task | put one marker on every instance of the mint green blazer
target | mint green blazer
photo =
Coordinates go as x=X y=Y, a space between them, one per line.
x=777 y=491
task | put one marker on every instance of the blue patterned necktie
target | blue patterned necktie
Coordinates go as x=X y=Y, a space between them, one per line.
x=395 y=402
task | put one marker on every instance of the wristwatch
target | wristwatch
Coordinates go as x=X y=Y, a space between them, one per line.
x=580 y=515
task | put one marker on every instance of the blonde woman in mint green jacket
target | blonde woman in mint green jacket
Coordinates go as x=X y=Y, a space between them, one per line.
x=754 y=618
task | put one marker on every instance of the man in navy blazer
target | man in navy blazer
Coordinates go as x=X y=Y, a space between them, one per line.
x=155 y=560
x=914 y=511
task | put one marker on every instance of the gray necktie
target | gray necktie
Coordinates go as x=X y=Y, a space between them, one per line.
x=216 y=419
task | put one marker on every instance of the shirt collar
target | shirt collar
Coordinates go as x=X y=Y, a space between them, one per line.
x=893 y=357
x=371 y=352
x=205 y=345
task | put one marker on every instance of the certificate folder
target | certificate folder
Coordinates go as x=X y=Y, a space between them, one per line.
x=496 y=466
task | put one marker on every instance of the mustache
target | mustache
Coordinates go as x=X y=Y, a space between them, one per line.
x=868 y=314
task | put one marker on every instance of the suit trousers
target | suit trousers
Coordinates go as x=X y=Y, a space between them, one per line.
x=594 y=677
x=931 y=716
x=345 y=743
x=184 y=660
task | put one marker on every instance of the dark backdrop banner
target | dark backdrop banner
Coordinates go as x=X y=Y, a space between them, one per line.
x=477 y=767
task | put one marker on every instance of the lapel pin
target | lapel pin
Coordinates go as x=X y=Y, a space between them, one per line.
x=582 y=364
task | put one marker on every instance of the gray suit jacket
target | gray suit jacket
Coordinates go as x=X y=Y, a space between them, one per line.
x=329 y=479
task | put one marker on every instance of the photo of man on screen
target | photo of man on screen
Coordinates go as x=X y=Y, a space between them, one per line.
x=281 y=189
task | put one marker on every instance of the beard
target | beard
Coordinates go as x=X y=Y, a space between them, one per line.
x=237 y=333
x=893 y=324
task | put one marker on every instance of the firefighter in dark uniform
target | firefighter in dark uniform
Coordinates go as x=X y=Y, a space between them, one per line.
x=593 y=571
▬▬▬▬▬▬
Begin at the line containing "task | put one marker on every instance of the lapel" and reproduce every line through the last one in the records above, exactly.

● **Written solution**
task | put one marker on every instance of the lapel pin
target | lapel pin
Coordinates go as x=X y=Y, a space between them, one per line.
x=582 y=364
task | put one marker on every instance of the gray suit jacket
target | gray suit jacket
Coordinates go as x=X y=Y, a space between them, one per line.
x=329 y=479
task | put one marker on every instance of the photo of man on screen
target | photo of man on screen
Coordinates go as x=X y=Y, a space between them, one per line.
x=281 y=189
task | put one marker on every instance of the beard
target | beard
Coordinates go as x=X y=Y, a space between them, one per line.
x=237 y=333
x=893 y=324
task | put one marker on every instance of the firefighter in dark uniform
target | firefighter in dark uniform
Coordinates go as x=X y=Y, a space between them, one per line.
x=593 y=571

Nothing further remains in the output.